### INSTRUCTIONS FOR THE TASK
Copy the material that follows word for word and omit its pictures.

* begin *

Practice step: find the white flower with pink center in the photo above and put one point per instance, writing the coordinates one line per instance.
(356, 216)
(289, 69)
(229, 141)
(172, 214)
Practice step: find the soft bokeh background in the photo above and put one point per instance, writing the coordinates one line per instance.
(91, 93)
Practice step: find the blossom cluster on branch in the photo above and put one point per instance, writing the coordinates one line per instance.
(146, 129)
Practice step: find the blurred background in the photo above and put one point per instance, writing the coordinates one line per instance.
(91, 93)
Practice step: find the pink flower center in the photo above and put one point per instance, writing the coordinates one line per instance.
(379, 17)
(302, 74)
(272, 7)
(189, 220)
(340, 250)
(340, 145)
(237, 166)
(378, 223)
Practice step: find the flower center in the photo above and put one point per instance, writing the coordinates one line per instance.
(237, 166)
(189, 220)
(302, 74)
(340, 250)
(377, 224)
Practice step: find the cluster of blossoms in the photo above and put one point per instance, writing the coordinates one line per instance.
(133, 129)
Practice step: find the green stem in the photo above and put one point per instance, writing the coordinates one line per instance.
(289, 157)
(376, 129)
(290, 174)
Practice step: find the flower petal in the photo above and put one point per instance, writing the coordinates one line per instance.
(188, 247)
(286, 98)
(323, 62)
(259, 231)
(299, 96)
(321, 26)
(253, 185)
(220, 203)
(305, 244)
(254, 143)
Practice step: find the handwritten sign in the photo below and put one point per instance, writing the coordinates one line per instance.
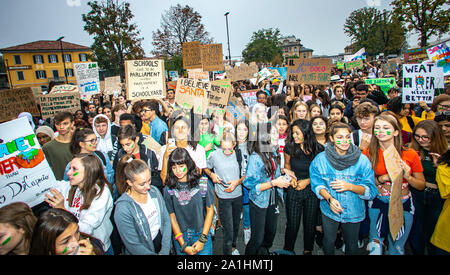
(145, 79)
(315, 71)
(25, 175)
(192, 55)
(420, 82)
(15, 101)
(51, 104)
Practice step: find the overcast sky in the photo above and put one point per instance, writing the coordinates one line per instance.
(319, 23)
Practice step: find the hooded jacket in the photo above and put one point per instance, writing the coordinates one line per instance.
(134, 229)
(106, 144)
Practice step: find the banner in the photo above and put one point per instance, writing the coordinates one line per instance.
(242, 72)
(15, 101)
(25, 175)
(51, 104)
(315, 71)
(440, 54)
(145, 79)
(87, 77)
(384, 83)
(420, 82)
(112, 85)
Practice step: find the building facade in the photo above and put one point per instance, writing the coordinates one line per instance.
(38, 63)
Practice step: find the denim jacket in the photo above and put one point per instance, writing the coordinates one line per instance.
(255, 176)
(322, 173)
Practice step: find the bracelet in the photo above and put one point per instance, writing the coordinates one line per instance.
(178, 236)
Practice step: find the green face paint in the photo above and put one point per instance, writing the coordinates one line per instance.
(6, 241)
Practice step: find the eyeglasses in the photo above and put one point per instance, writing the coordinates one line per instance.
(424, 138)
(94, 140)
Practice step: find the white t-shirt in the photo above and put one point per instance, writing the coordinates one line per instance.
(152, 214)
(198, 156)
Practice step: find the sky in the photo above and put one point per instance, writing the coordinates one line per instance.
(319, 24)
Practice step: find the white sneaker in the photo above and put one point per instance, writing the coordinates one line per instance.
(247, 234)
(374, 248)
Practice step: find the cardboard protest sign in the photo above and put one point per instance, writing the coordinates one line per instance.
(25, 175)
(384, 83)
(392, 159)
(420, 82)
(15, 101)
(242, 72)
(145, 79)
(87, 77)
(112, 84)
(356, 64)
(51, 104)
(440, 54)
(212, 57)
(415, 55)
(315, 71)
(192, 55)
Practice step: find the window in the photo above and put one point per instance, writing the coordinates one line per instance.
(20, 75)
(17, 60)
(53, 58)
(69, 73)
(38, 59)
(41, 75)
(82, 56)
(67, 58)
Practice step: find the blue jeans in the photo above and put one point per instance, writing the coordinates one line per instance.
(395, 247)
(190, 236)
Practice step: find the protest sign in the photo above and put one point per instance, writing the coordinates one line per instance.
(356, 64)
(420, 82)
(25, 175)
(392, 159)
(242, 72)
(112, 84)
(212, 57)
(440, 54)
(192, 55)
(414, 55)
(145, 79)
(51, 104)
(315, 71)
(87, 77)
(384, 83)
(15, 101)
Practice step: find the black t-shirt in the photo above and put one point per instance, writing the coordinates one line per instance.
(299, 162)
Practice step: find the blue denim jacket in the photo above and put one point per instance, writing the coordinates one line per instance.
(321, 173)
(255, 176)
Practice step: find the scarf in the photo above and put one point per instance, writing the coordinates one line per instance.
(342, 162)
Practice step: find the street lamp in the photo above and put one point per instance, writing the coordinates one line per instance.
(62, 55)
(228, 37)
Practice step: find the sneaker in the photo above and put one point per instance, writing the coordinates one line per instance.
(247, 234)
(374, 248)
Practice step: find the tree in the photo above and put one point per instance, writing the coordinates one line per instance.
(377, 32)
(427, 17)
(263, 47)
(116, 39)
(178, 25)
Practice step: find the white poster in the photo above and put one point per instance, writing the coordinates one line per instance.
(87, 78)
(25, 175)
(420, 82)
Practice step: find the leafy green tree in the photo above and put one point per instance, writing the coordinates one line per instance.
(263, 47)
(426, 17)
(116, 39)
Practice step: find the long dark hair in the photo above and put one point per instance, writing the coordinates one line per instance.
(310, 145)
(181, 156)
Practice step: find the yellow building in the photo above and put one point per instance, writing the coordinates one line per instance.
(36, 64)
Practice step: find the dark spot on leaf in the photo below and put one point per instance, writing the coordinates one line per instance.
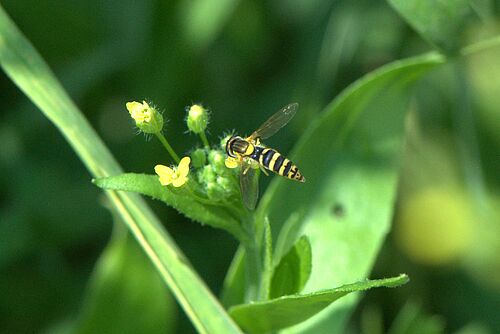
(338, 210)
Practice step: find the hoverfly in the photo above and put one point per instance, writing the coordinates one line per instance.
(250, 154)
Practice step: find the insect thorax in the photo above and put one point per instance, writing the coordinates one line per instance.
(237, 146)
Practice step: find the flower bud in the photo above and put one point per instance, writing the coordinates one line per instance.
(197, 119)
(216, 159)
(198, 158)
(224, 140)
(225, 184)
(146, 118)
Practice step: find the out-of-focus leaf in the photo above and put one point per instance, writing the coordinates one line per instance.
(179, 199)
(204, 19)
(126, 294)
(350, 158)
(441, 22)
(275, 314)
(292, 272)
(30, 73)
(412, 320)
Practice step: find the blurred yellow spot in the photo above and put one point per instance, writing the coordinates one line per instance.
(176, 176)
(435, 226)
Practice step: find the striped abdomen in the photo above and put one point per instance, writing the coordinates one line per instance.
(274, 161)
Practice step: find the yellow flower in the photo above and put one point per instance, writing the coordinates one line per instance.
(146, 118)
(176, 176)
(231, 162)
(140, 112)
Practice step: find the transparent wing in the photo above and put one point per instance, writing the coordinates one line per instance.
(249, 185)
(276, 122)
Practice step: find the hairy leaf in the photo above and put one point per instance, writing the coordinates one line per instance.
(179, 199)
(292, 272)
(30, 73)
(275, 314)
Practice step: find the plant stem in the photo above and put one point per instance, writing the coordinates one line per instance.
(169, 148)
(253, 264)
(204, 139)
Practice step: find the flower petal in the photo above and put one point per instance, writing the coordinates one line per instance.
(183, 169)
(231, 162)
(179, 181)
(165, 173)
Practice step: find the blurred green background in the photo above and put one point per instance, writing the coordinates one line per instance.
(244, 60)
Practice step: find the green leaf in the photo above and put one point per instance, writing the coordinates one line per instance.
(204, 20)
(350, 157)
(441, 22)
(126, 294)
(30, 73)
(179, 199)
(275, 314)
(291, 274)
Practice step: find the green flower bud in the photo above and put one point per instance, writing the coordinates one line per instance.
(146, 118)
(216, 159)
(198, 158)
(224, 140)
(225, 184)
(197, 119)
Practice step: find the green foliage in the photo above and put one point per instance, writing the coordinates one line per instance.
(27, 69)
(180, 199)
(124, 282)
(350, 155)
(291, 274)
(441, 22)
(365, 129)
(275, 314)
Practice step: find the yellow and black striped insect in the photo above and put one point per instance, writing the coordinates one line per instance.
(250, 154)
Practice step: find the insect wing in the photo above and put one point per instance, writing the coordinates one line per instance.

* end *

### EXERCISE OUTPUT
Practice step: find the white flower with pink center in the photo above and put one point per instance, writing the coordinates one line per instance.
(356, 216)
(289, 69)
(229, 141)
(172, 214)
Practice step: find the soft bokeh background in the photo above and put one point per instance, writing the coordinates one line per instance.
(91, 93)
Practice step: find the blossom cluster on branch in the photo above and put one point per instance, writing the coordinates one line per instance.
(146, 129)
Practice step: find the blurred background in the photo above and put one point per instance, writing the coordinates one line per instance.
(91, 93)
Practice step: find the pink flower center in the photo above and put one point per instance, writing the coordinates one line per instance.
(379, 17)
(302, 74)
(272, 7)
(189, 220)
(340, 250)
(340, 145)
(237, 166)
(378, 223)
Practice step: find the flower center in the photo above and put one point per instance, writing the coordinates one line per instance.
(237, 166)
(189, 220)
(302, 74)
(340, 250)
(377, 224)
Practice step: find the cluster of blossoms in the photo above and put one point per instance, writing the coordinates one line per instance.
(133, 129)
Practice step: find the green stem in the photo above and put one point per instance, writing the coordinates one line per instance.
(289, 157)
(376, 129)
(290, 174)
Practice step: find the flower petal in the photo above and put one point per instance, writing the coordinates one line per instance.
(188, 247)
(286, 98)
(323, 62)
(259, 231)
(299, 96)
(321, 26)
(253, 185)
(220, 203)
(305, 244)
(254, 143)
Practice step: find the handwritten sign in the photo below and put one point per instance, writing the coordinates one line per instance.
(145, 79)
(315, 71)
(25, 175)
(192, 55)
(420, 82)
(15, 101)
(51, 104)
Practice step: find the overcast sky in the photo above and put one point per instance, writing the coordinates one line per instance.
(319, 23)
Practice step: find the hooded jacket in the photo above and put one point per instance, writing the coordinates one line per instance.
(134, 229)
(106, 144)
Practice step: find the banner in the photo above and put one point per instance, writing the coordinates one line per instance.
(242, 72)
(15, 101)
(25, 175)
(51, 104)
(315, 71)
(440, 54)
(145, 79)
(87, 77)
(384, 83)
(420, 82)
(112, 85)
Practice step: find the building facade in the photo above and put one point per instance, writing the coordinates one line per instance.
(38, 63)
Practice step: find the denim jacket in the photo above and put one point per instance, writing the coordinates one line per instance.
(255, 176)
(322, 173)
Practice step: find the bracelet in the photo above and put one point per instance, writing the coordinates one line per instance.
(178, 236)
Practice step: find the green face paint in the photo above and put one point per instance, writing the coordinates one line per instance.
(6, 241)
Practice step: find the eyeglasses in the photo above and put one point per instance, writing the coordinates one line per instance.
(424, 138)
(94, 140)
Practice step: find the white t-shirt in the photo above and put one point per instance, writing the coordinates one line per instance.
(152, 214)
(198, 156)
Practice step: find the sky in the photo above and put one point per instance, writing the coordinates one line per instance.
(319, 24)
Practice step: find the white sneaker in the photo above and put one point per instance, writing the coordinates one line per instance.
(247, 234)
(374, 248)
Practice step: find the cardboard protest sign in the photo above and put one point per instance, writing the coordinates one line per instance.
(25, 175)
(384, 83)
(392, 159)
(420, 82)
(15, 101)
(242, 72)
(145, 79)
(87, 77)
(112, 84)
(356, 64)
(51, 104)
(440, 54)
(212, 57)
(415, 55)
(315, 71)
(192, 55)
Practice step: find the window in the photo above and put one point per instance, writing the coordinates one line per instance.
(20, 75)
(17, 60)
(53, 58)
(69, 73)
(38, 59)
(41, 75)
(82, 56)
(67, 58)
Practice step: find the blue jeans in the photo above and put one point per instance, writing the coordinates one line per instance.
(395, 247)
(190, 236)
Practice step: find the protest sign in the photo above and put one point per instance, writing the coordinates one line per instance.
(356, 64)
(420, 82)
(25, 175)
(392, 159)
(242, 72)
(112, 84)
(212, 57)
(440, 54)
(192, 55)
(414, 55)
(145, 79)
(51, 104)
(315, 71)
(87, 77)
(384, 83)
(15, 101)
Practice step: find the black t-shirt in the photo above and put one point per instance, writing the coordinates one line per instance.
(299, 162)
Practice step: find the blue denim jacket in the photo above and put one point per instance, writing the coordinates one line per instance.
(321, 173)
(255, 176)
Practice step: find the scarf in the photo above and put one point per instance, writing the coordinates one line per instance.
(342, 162)
Practice step: find the street lamp in the photo above and put one point per instance, writing the coordinates one line per instance.
(62, 55)
(228, 37)
Practice step: find the sneaker in the photo above and put one point per instance, writing the coordinates one line per instance.
(247, 234)
(374, 248)
Practice step: find the tree in the photo above and put one point per instance, writing the coordinates one line per instance.
(377, 32)
(427, 17)
(263, 47)
(116, 39)
(178, 25)
Practice step: find the white poster in the photo above and put one point per instance, writing the coordinates one line per instance.
(87, 78)
(25, 175)
(420, 82)
Practice step: find the leafy green tree in the photo above and put one point per instance, writing the coordinates one line per instance.
(263, 47)
(426, 17)
(116, 39)
Practice step: find the long dark hair in the photo above and put one point per instance, writing the coordinates one line per instance.
(310, 145)
(181, 156)
Practice step: find the yellow building in the photo above and put one point per instance, writing the coordinates one line per instance.
(36, 64)
Practice step: find the dark spot on leaf in the photo below and put one point per instance, writing the coordinates one line per instance.
(338, 210)
Practice step: find the hoverfly in the photo above and put one point per instance, writing the coordinates one line per instance.
(250, 154)
Practice step: find the insect thorax in the photo above and put one point per instance, writing the coordinates one line per instance.
(237, 146)
Practice step: find the flower bud in the photo above and put one point per instance, writing the coordinates one line per instance.
(197, 119)
(216, 159)
(198, 158)
(224, 140)
(225, 184)
(146, 118)
Practice step: find the out-of-focus leaf in the photo above and put one point per instance, writing the coordinates one line per instance.
(179, 199)
(204, 19)
(126, 294)
(350, 158)
(441, 22)
(275, 314)
(292, 272)
(30, 73)
(412, 320)
Practice step: find the blurred yellow spot in the photo above and put one point per instance, writing the coordinates one line per instance.
(176, 176)
(435, 226)
Practice step: find the striped abdomen in the photo above and put one point per instance, writing the coordinates one line per instance.
(274, 161)
Practice step: find the yellow flower in the photo above and put one point per instance, writing the coordinates one line per instance.
(146, 118)
(176, 176)
(231, 162)
(140, 112)
Practice step: find the transparent wing in the photo above and put one point per instance, writing the coordinates one line per instance.
(249, 185)
(276, 122)
Practice step: find the hairy leaf in the photo above and put one point per instance, writing the coordinates one line per instance.
(179, 199)
(292, 272)
(30, 73)
(275, 314)
Practice step: find the plant stem in the photo above and put one point per instance, writing the coordinates one line per instance.
(169, 148)
(253, 264)
(204, 139)
Practice step: find the flower petal in the photo above and put one point per instance, writing the coordinates one line per instance.
(183, 169)
(231, 162)
(179, 181)
(165, 173)
Practice step: find the blurred green background in the photo above and put one point per instance, writing the coordinates one line per instance.
(244, 60)
Practice step: find the green leaf in the photo above and put one point per instance, writing the coordinates one line per instance.
(204, 20)
(350, 157)
(441, 22)
(126, 294)
(30, 73)
(179, 199)
(275, 314)
(291, 274)
Practice step: find the green flower bud in the photo above and put one point per instance, writing the coordinates one line per instance.
(146, 118)
(216, 159)
(198, 158)
(224, 140)
(225, 184)
(197, 119)
Practice step: find the green foliage in the photo above and put one point per instance, writing the coordinates one line per instance.
(27, 69)
(180, 199)
(124, 282)
(350, 155)
(291, 274)
(441, 22)
(365, 129)
(275, 314)
Practice step: find the yellow and black striped insect in the photo above and put one point per instance, writing the coordinates one line per instance.
(250, 154)
Practice step: find the insect wing in the photo above and put one point per instance, writing the coordinates one line per instance.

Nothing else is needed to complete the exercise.